▶ [INSTRUCTION 1]
What official estimate for Peru's 2004 GDP growth does the financial report below give?

▶ [TEXT BLOCK]
.....

Banco Tequendamas loan market share, as of May 2004, was 1.48%, slightly over 1.44% obtained in December 2003. At the same dates, deposit market share was 0.78% and 0.90%, respectively.
As of June 30, 2004, Banco Tequendamas loans were US$261.5 million, increasing 12.7% from US$232.1 million in December 2003, and 18.3% compared to US$221.0 million as of June 2003. At the end of June 2004, deposits totaled US$192.4 million, higher than US$187.5 million in December 2003, and is 11.7% over US$172.2 million at the year-ago quarter. At June 30, 2004, the banks net equity amounted to US$29.8 million according to Credicorps accounting records.
The past due loan ratio was 2.2% in June 2004, higher than 1.1% at the end of December 2003 and 2.0% at June 2003, while coverage with provisions was 135.0%, compared to 238.2% and 122.4%, respectively.
I.5 PERUVIAN ECONOMIC SITUATION
Economic Activity
During second quarter 2004 Peruvian GDP continued its positive trend, which has caused continued growth during the last three years, and, moreover, the slowdown noted since the second half of 2003 has turned to higher growth rates. The better than expected GDP performance is driven by increased activity of non-primary sectors and by high international demand for exports which raised its prices.
GDP grew 4.6% in the first quarter of 2004 (6.3% in 1Q03), and by 3.3% in April and 4.2% in May, with a cumulative growth of 4.2% in the first five months of 2004, compared to 4.7% in the same year-ago period. Official estimates put 2004 GDP growth at 4.3%, increasing from the previous 4% outlook.

.....

(Rows from a dataset)
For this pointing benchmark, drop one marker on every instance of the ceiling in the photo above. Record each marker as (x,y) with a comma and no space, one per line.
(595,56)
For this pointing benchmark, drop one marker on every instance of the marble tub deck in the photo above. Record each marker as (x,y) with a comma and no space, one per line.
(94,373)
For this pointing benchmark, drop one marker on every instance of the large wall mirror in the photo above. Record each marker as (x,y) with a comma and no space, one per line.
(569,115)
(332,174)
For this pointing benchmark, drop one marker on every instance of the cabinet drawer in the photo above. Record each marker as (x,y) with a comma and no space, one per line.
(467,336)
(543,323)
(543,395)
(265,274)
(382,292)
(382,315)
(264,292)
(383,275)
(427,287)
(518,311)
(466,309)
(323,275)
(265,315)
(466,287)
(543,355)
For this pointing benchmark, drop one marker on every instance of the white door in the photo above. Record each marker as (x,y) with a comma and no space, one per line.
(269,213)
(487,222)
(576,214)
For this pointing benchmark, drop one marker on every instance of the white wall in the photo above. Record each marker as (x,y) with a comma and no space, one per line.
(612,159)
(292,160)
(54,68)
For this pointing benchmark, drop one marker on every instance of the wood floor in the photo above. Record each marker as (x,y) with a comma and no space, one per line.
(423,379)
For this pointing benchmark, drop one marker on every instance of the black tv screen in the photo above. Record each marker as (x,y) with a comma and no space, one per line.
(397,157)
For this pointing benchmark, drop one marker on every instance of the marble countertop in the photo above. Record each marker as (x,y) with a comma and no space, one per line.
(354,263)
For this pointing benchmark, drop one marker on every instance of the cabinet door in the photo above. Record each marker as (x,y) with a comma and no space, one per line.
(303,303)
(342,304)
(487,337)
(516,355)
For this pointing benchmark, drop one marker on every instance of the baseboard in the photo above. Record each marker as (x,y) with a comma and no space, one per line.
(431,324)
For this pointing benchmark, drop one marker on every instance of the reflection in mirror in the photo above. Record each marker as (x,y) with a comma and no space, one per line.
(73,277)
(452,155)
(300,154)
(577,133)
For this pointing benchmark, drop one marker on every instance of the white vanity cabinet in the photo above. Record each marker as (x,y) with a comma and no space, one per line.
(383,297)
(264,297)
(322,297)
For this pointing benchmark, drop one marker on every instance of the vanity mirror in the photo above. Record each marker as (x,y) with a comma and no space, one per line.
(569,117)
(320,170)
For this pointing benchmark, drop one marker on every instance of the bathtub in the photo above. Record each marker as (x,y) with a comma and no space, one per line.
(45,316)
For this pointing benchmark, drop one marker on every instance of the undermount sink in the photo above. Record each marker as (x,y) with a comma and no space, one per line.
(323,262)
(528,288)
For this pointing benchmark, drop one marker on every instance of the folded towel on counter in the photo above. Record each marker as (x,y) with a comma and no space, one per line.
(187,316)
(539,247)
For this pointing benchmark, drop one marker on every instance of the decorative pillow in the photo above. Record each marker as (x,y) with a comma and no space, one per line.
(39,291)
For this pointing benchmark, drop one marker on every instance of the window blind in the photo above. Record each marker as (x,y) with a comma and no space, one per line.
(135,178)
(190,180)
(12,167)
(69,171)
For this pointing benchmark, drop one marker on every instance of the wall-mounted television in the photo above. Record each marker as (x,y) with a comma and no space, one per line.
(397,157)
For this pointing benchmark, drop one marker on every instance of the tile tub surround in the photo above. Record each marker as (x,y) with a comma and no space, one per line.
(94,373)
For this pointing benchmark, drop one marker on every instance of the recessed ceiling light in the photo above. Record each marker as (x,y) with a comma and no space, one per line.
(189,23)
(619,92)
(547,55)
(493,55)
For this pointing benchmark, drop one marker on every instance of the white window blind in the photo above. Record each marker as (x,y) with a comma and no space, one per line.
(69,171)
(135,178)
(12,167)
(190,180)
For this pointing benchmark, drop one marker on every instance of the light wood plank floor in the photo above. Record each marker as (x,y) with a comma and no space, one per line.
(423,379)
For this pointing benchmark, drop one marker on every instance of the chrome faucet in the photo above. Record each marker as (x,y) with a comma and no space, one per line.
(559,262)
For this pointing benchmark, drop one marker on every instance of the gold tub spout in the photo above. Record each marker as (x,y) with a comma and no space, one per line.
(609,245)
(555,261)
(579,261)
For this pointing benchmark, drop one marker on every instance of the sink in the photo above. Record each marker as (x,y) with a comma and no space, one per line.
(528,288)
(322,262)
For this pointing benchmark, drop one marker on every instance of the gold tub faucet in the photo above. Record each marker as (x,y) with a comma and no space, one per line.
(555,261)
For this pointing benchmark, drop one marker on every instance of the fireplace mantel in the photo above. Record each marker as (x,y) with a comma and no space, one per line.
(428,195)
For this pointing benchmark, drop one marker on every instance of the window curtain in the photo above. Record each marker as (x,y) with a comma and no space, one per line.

.....

▶ [INSTRUCTION 2]
Recast the dataset rows above as a Markdown table with columns named Row and Line, where Row holds a running number and Line holds the line, leaving out blank lines. Begin with the line containing "of the sink" and continue through the end of the rows.

▶ [TASK OUTPUT 1]
4.3%

▶ [TASK OUTPUT 2]
| Row | Line |
|---|---|
| 1 | For this pointing benchmark, drop one marker on every instance of the sink in the photo above. Record each marker as (x,y) with a comma and no space, one per line. |
| 2 | (528,288) |
| 3 | (322,262) |
| 4 | For this pointing benchmark, drop one marker on every instance of the gold tub faucet in the photo above. Record each marker as (x,y) with a comma and no space, one per line. |
| 5 | (555,261) |
| 6 | For this pointing benchmark, drop one marker on every instance of the fireplace mantel in the photo above. Record each marker as (x,y) with a comma and no space, one per line. |
| 7 | (428,195) |
| 8 | For this pointing benchmark, drop one marker on every instance of the window curtain in the photo above. Record each marker as (x,y) with a comma and no space, one per line. |